┌─ GIVEN PASSAGE

After the war he resumed his work at Levi's laboratory, but soon he moved, together with Levi-Montalcini, to the USA, where, in Bloomington, Indiana, he worked with Salvador Luria on bacteriophages. In the summer of 1949 he moved to Caltech, joining Max Delbrück's group. There he started his studies about animal oncoviruses.[1] In the late 1950s, he took Howard Temin as a student, with whom, and together with David Baltimore, he would later share the 1975 Nobel Prize in Physiology or Medicine for "their discoveries concerning the interaction between tumour viruses and the genetic material of the cell." Temin and Baltimore arrived at the discovery of reverse transcriptase simultaneously and independently from each other; although Dulbecco did not take direct part in either of their experiments, he had taught the two methods they used to make the discovery.[2]
Throughout this time he also worked with Marguerite Vogt. In 1962, he moved to the Salk Institute and then in 1972 to The Imperial Cancer Research Fund (now named the Cancer Research UK London Research Institute). In 1986 he was among the scientists who launched the Human Genome Project.[3][4][5] In 1993 he moved back to Italy, where he is currently president of the Institute of Biomedical Technologies at C.N.R. (National Council of Research) in Milan. He also retains his position on the faculty of Salk Institute for Biological Studies.

└─
┌─ EXTRACTED DATA

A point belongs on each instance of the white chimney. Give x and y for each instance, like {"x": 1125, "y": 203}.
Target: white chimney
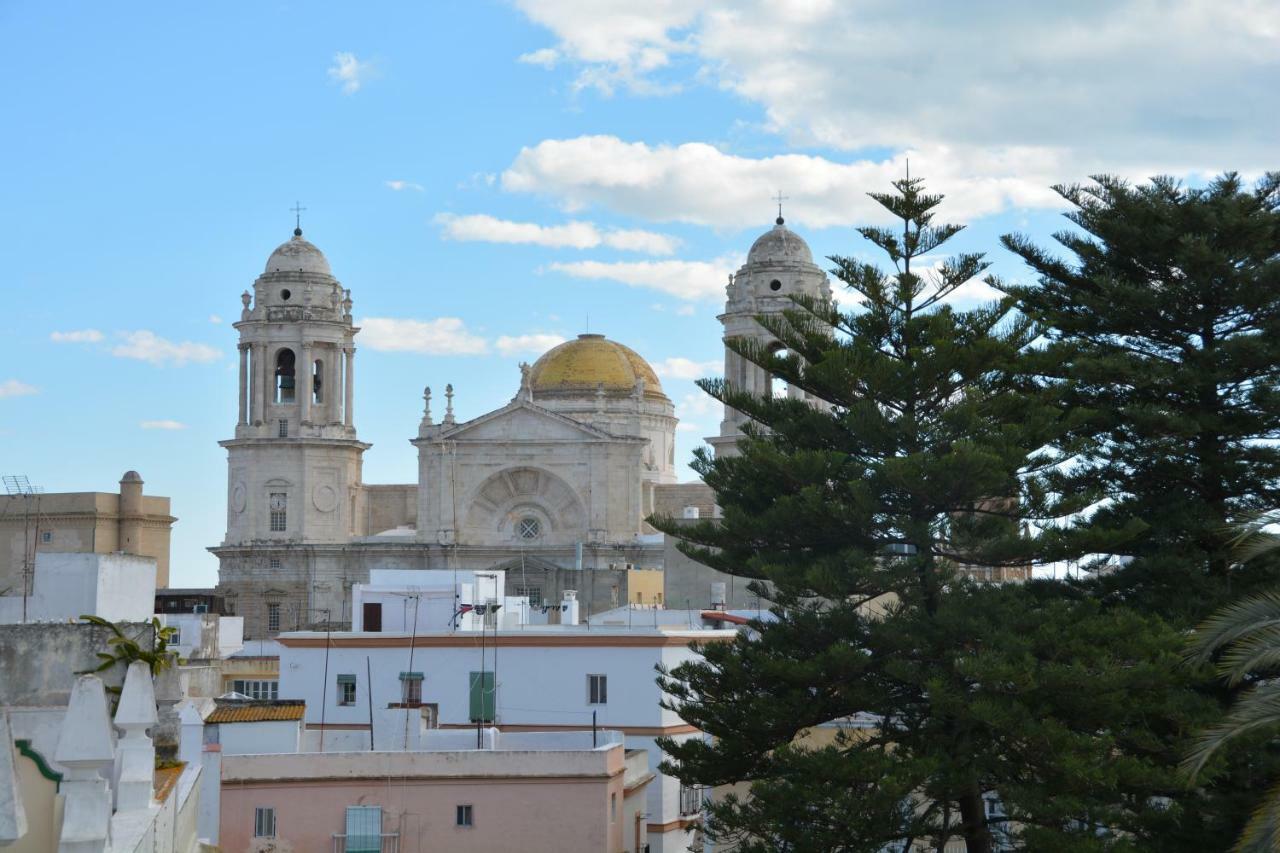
{"x": 568, "y": 607}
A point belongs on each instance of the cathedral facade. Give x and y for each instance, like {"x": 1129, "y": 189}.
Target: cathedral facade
{"x": 553, "y": 488}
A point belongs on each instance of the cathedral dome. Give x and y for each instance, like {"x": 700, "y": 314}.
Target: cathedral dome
{"x": 580, "y": 366}
{"x": 778, "y": 243}
{"x": 297, "y": 255}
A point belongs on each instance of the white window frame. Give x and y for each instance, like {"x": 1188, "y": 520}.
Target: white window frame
{"x": 264, "y": 821}
{"x": 597, "y": 690}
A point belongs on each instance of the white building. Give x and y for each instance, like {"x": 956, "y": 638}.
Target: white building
{"x": 533, "y": 679}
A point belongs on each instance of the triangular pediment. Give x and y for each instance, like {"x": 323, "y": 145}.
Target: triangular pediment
{"x": 524, "y": 422}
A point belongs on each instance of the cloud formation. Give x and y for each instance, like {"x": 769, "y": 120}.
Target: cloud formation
{"x": 572, "y": 235}
{"x": 149, "y": 346}
{"x": 700, "y": 185}
{"x": 680, "y": 368}
{"x": 679, "y": 278}
{"x": 1125, "y": 86}
{"x": 16, "y": 388}
{"x": 77, "y": 336}
{"x": 348, "y": 72}
{"x": 442, "y": 336}
{"x": 535, "y": 343}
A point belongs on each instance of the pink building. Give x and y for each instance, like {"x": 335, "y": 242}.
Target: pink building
{"x": 522, "y": 792}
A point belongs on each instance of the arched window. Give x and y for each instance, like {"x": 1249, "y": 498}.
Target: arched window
{"x": 284, "y": 375}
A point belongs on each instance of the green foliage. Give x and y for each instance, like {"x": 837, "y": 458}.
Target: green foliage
{"x": 890, "y": 694}
{"x": 124, "y": 649}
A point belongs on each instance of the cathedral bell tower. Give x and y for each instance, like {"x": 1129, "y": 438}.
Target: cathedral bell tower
{"x": 295, "y": 464}
{"x": 778, "y": 267}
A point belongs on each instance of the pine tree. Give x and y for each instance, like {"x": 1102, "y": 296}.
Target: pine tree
{"x": 1164, "y": 324}
{"x": 890, "y": 698}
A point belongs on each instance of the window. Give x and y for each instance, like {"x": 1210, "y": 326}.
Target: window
{"x": 364, "y": 829}
{"x": 597, "y": 689}
{"x": 690, "y": 799}
{"x": 279, "y": 507}
{"x": 264, "y": 822}
{"x": 481, "y": 697}
{"x": 284, "y": 361}
{"x": 411, "y": 688}
{"x": 257, "y": 688}
{"x": 346, "y": 689}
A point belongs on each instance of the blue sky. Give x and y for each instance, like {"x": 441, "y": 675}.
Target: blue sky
{"x": 485, "y": 176}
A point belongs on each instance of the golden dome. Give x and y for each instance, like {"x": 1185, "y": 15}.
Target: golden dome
{"x": 579, "y": 366}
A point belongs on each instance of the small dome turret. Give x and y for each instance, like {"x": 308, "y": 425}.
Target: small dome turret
{"x": 297, "y": 255}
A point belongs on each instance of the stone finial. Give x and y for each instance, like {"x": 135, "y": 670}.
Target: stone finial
{"x": 85, "y": 748}
{"x": 136, "y": 761}
{"x": 13, "y": 816}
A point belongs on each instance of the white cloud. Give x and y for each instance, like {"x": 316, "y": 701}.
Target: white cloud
{"x": 702, "y": 185}
{"x": 78, "y": 336}
{"x": 147, "y": 346}
{"x": 545, "y": 56}
{"x": 572, "y": 235}
{"x": 16, "y": 388}
{"x": 1129, "y": 86}
{"x": 682, "y": 279}
{"x": 680, "y": 368}
{"x": 348, "y": 72}
{"x": 442, "y": 336}
{"x": 526, "y": 343}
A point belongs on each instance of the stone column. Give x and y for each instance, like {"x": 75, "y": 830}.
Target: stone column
{"x": 305, "y": 386}
{"x": 350, "y": 389}
{"x": 85, "y": 749}
{"x": 242, "y": 397}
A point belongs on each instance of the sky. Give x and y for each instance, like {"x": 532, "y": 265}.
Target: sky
{"x": 490, "y": 178}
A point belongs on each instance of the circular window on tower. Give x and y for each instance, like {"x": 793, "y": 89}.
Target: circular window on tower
{"x": 529, "y": 528}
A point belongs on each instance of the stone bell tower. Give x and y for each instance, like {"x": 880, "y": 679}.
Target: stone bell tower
{"x": 777, "y": 267}
{"x": 295, "y": 464}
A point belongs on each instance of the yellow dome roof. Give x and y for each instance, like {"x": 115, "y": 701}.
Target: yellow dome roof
{"x": 579, "y": 366}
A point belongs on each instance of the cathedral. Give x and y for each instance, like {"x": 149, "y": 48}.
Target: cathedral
{"x": 553, "y": 488}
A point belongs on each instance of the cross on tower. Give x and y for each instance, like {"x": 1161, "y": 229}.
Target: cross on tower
{"x": 780, "y": 199}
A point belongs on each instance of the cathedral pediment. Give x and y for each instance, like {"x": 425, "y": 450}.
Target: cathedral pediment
{"x": 525, "y": 422}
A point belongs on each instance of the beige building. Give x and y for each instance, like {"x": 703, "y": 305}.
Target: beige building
{"x": 126, "y": 521}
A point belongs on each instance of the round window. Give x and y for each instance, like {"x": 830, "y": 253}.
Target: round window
{"x": 529, "y": 528}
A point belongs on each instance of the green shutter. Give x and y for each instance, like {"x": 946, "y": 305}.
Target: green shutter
{"x": 481, "y": 697}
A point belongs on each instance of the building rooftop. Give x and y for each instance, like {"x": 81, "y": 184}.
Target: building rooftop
{"x": 257, "y": 711}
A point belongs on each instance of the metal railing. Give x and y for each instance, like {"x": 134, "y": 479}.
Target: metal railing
{"x": 385, "y": 843}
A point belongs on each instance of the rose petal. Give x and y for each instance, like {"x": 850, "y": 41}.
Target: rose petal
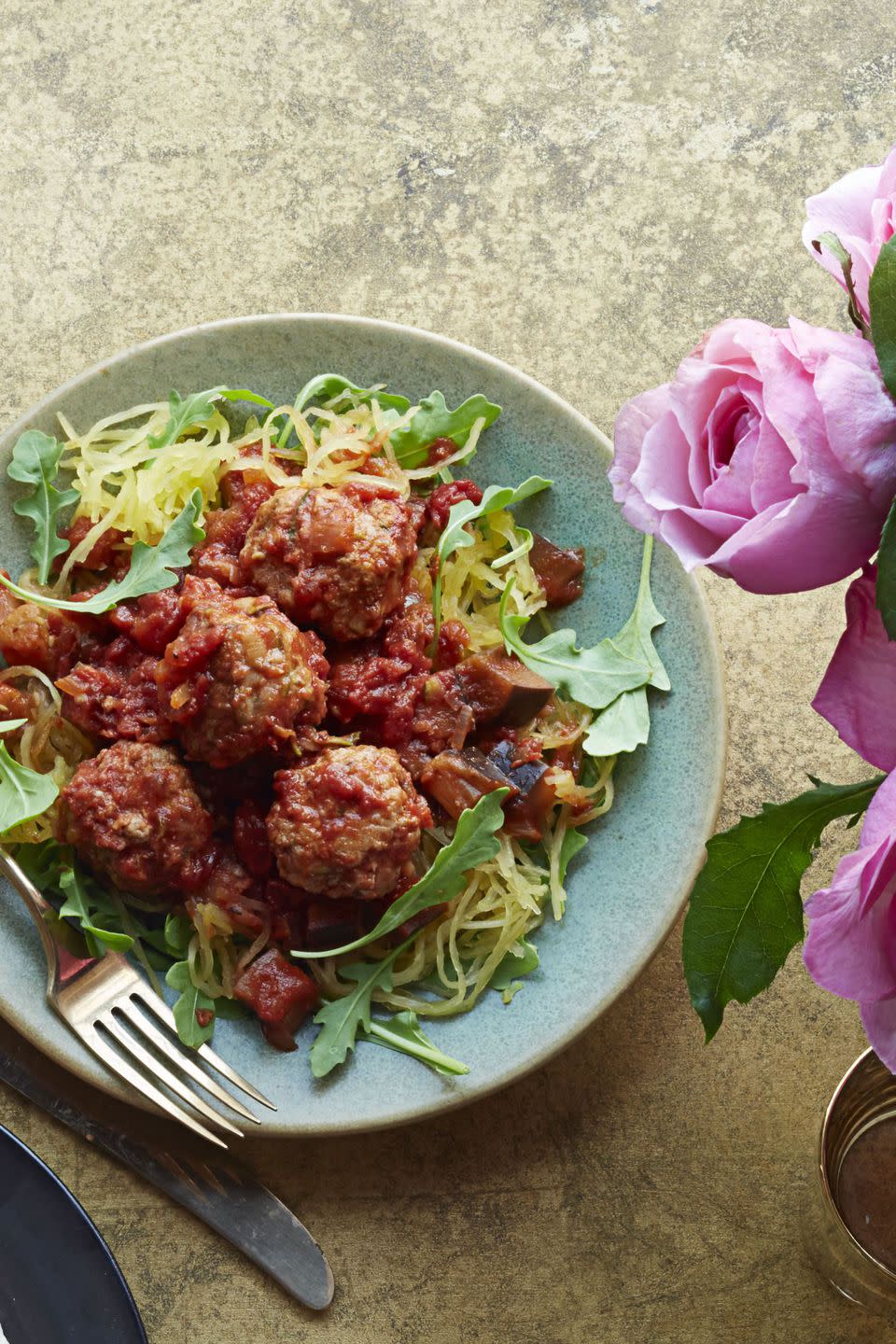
{"x": 847, "y": 949}
{"x": 857, "y": 693}
{"x": 879, "y": 1020}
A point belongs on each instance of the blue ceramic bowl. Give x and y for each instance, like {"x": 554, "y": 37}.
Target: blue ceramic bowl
{"x": 630, "y": 882}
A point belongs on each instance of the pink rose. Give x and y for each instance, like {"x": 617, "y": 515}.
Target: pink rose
{"x": 850, "y": 949}
{"x": 770, "y": 457}
{"x": 859, "y": 690}
{"x": 860, "y": 208}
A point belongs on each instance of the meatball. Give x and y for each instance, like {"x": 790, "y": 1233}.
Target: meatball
{"x": 239, "y": 678}
{"x": 333, "y": 558}
{"x": 133, "y": 815}
{"x": 51, "y": 641}
{"x": 347, "y": 823}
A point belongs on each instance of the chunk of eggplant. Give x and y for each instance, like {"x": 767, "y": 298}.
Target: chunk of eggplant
{"x": 497, "y": 686}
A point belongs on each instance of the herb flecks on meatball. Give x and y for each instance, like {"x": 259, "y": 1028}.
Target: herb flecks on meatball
{"x": 133, "y": 815}
{"x": 347, "y": 823}
{"x": 239, "y": 679}
{"x": 333, "y": 558}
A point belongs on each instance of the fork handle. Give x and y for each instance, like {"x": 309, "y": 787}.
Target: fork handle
{"x": 62, "y": 964}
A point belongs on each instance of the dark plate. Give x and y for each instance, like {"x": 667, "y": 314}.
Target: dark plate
{"x": 58, "y": 1280}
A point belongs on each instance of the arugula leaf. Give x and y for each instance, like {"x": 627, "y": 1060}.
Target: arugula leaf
{"x": 189, "y": 1001}
{"x": 81, "y": 903}
{"x": 340, "y": 1019}
{"x": 40, "y": 861}
{"x": 512, "y": 967}
{"x": 886, "y": 588}
{"x": 35, "y": 463}
{"x": 592, "y": 677}
{"x": 746, "y": 913}
{"x": 152, "y": 567}
{"x": 881, "y": 302}
{"x": 403, "y": 1034}
{"x": 24, "y": 794}
{"x": 242, "y": 394}
{"x": 326, "y": 387}
{"x": 474, "y": 842}
{"x": 455, "y": 537}
{"x": 433, "y": 420}
{"x": 572, "y": 842}
{"x": 837, "y": 250}
{"x": 626, "y": 722}
{"x": 184, "y": 412}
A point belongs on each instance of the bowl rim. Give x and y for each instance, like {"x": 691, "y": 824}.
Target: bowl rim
{"x": 271, "y": 1129}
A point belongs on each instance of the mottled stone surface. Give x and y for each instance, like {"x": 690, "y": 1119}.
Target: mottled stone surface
{"x": 580, "y": 189}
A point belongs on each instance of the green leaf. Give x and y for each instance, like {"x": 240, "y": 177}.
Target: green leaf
{"x": 35, "y": 463}
{"x": 242, "y": 394}
{"x": 340, "y": 1019}
{"x": 189, "y": 999}
{"x": 837, "y": 250}
{"x": 152, "y": 567}
{"x": 746, "y": 913}
{"x": 327, "y": 387}
{"x": 455, "y": 537}
{"x": 886, "y": 588}
{"x": 24, "y": 794}
{"x": 474, "y": 842}
{"x": 183, "y": 413}
{"x": 626, "y": 722}
{"x": 433, "y": 420}
{"x": 881, "y": 301}
{"x": 513, "y": 967}
{"x": 81, "y": 904}
{"x": 569, "y": 846}
{"x": 592, "y": 677}
{"x": 403, "y": 1034}
{"x": 179, "y": 931}
{"x": 42, "y": 861}
{"x": 623, "y": 726}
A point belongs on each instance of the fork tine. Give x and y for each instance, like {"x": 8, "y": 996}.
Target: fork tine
{"x": 94, "y": 1041}
{"x": 231, "y": 1075}
{"x": 205, "y": 1053}
{"x": 184, "y": 1060}
{"x": 115, "y": 1027}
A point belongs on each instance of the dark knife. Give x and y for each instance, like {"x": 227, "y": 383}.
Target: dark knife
{"x": 222, "y": 1194}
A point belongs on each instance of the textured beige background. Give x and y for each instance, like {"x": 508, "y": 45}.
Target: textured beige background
{"x": 580, "y": 189}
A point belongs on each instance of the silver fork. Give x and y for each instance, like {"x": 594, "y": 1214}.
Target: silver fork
{"x": 115, "y": 1014}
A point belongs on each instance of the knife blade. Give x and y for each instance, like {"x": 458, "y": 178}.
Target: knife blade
{"x": 225, "y": 1195}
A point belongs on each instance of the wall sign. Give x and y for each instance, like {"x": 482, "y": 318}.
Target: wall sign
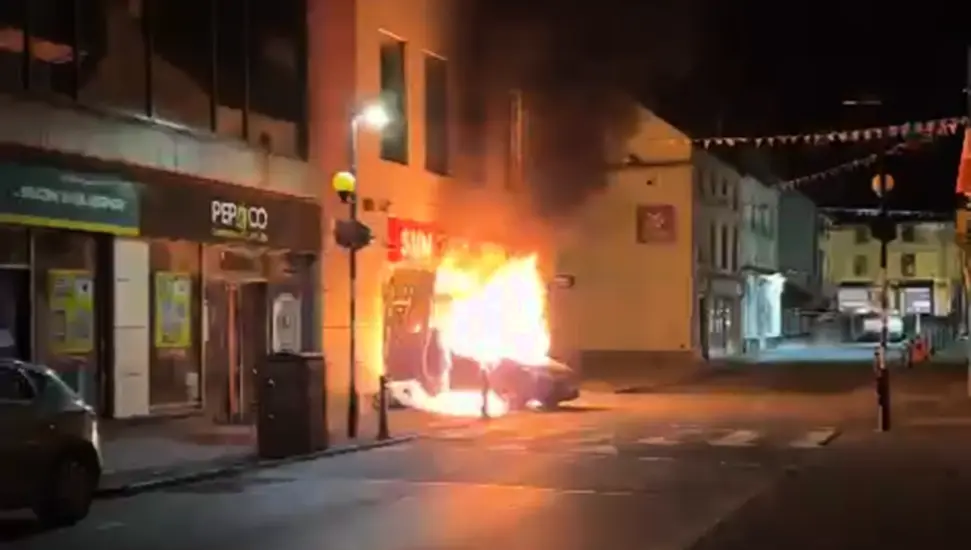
{"x": 219, "y": 212}
{"x": 410, "y": 240}
{"x": 49, "y": 197}
{"x": 655, "y": 223}
{"x": 233, "y": 220}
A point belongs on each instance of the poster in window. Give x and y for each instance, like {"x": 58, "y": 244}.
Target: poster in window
{"x": 655, "y": 224}
{"x": 71, "y": 311}
{"x": 173, "y": 299}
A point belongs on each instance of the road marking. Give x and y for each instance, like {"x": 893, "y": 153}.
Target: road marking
{"x": 658, "y": 440}
{"x": 513, "y": 487}
{"x": 815, "y": 438}
{"x": 737, "y": 438}
{"x": 599, "y": 449}
{"x": 508, "y": 447}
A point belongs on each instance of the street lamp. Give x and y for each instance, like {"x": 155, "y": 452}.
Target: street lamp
{"x": 375, "y": 117}
{"x": 882, "y": 183}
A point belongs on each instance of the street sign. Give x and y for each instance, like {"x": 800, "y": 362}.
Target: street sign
{"x": 875, "y": 183}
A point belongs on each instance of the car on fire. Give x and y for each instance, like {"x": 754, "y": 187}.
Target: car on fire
{"x": 413, "y": 352}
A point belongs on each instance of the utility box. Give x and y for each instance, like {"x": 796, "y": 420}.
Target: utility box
{"x": 290, "y": 403}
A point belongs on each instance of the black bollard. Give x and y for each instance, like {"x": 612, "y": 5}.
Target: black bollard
{"x": 383, "y": 431}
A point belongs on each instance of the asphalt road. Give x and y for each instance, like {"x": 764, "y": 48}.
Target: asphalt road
{"x": 708, "y": 465}
{"x": 574, "y": 479}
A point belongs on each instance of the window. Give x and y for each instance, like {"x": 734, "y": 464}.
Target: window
{"x": 724, "y": 248}
{"x": 908, "y": 234}
{"x": 174, "y": 364}
{"x": 436, "y": 115}
{"x": 235, "y": 67}
{"x": 394, "y": 137}
{"x": 734, "y": 265}
{"x": 514, "y": 141}
{"x": 908, "y": 265}
{"x": 14, "y": 386}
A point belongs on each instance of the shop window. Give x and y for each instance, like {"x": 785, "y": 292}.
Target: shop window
{"x": 14, "y": 246}
{"x": 65, "y": 307}
{"x": 394, "y": 137}
{"x": 174, "y": 364}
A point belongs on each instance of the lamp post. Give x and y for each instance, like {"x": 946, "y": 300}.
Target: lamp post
{"x": 375, "y": 117}
{"x": 882, "y": 183}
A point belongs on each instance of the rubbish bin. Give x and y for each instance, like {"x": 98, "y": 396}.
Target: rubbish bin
{"x": 291, "y": 412}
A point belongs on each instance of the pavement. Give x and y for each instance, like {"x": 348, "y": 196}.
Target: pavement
{"x": 595, "y": 476}
{"x": 165, "y": 451}
{"x": 755, "y": 458}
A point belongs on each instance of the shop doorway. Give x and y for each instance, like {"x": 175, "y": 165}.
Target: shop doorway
{"x": 15, "y": 320}
{"x": 236, "y": 343}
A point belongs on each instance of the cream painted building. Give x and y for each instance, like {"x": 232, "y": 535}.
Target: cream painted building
{"x": 631, "y": 255}
{"x": 923, "y": 266}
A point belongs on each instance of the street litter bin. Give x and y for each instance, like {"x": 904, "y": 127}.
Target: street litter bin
{"x": 291, "y": 411}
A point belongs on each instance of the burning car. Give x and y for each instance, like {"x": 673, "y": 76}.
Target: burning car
{"x": 470, "y": 323}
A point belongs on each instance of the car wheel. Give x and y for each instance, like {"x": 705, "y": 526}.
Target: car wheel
{"x": 67, "y": 494}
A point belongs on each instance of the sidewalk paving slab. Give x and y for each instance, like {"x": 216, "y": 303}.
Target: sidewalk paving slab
{"x": 141, "y": 458}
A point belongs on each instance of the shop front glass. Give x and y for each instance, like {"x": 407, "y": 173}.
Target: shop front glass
{"x": 175, "y": 362}
{"x": 65, "y": 308}
{"x": 15, "y": 330}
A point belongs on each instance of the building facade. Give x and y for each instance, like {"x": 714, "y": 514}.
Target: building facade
{"x": 421, "y": 194}
{"x": 718, "y": 269}
{"x": 630, "y": 256}
{"x": 924, "y": 268}
{"x": 800, "y": 261}
{"x": 762, "y": 296}
{"x": 160, "y": 228}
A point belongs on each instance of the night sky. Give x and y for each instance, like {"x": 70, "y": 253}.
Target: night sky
{"x": 786, "y": 67}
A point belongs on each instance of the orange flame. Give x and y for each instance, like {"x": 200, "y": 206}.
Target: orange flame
{"x": 489, "y": 308}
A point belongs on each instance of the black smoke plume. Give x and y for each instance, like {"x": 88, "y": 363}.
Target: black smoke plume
{"x": 578, "y": 64}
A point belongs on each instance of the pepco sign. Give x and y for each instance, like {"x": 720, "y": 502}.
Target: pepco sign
{"x": 240, "y": 221}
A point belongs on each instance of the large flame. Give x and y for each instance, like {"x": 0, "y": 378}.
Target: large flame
{"x": 489, "y": 308}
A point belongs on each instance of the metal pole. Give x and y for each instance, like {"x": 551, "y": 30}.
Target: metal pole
{"x": 964, "y": 259}
{"x": 883, "y": 375}
{"x": 353, "y": 407}
{"x": 383, "y": 431}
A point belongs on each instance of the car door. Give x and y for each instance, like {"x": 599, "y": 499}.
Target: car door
{"x": 17, "y": 438}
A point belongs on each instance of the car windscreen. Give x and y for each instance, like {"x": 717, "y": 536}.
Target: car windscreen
{"x": 51, "y": 389}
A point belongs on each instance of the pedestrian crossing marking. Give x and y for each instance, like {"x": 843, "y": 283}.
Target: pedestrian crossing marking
{"x": 736, "y": 438}
{"x": 814, "y": 438}
{"x": 599, "y": 449}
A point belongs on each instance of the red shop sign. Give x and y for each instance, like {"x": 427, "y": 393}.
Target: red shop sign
{"x": 413, "y": 240}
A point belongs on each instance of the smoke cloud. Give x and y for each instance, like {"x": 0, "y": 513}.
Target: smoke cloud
{"x": 572, "y": 61}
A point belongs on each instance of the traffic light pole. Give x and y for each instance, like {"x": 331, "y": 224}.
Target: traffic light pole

└─

TASK INSTRUCTIONS >>
Continue the passage on Dulbecco's scientific career from the point where it ends.

EXERCISE OUTPUT >>
Dulbecco and his group demonstrated that the infection of normal cells with certain types of viruses (oncoviruses) led to the incorporation of virus-derived genes into the host-cell genome, and that this event lead to the transformation (the acquisition of a tumor phenotype) of those cells. As demonstrated by Temin and Baltimore, who shared the Nobel Prize with Dulbecco, the transfer of viral genes to the cell is mediated by an enzyme called reverse transcriptase (or, more precisely, RNA-dependent DNA polymerase), which replicates the viral genome (in this case made of RNA) into DNA, which is later incorporated in the host genome.
Oncoviruses are the cause of some forms of human cancers. Dulbecco's study gave a basis for precise understanding of the molecular mechanisms by which they propagate, thus allowing us to better fight them. Furthermore, the mechanisms of carcinogenesis mediated by oncoviruses closely resemble the process by which normal cells degenerate into cancer cells. Dulbecco's discoveries allowed us to better understand and fight cancer.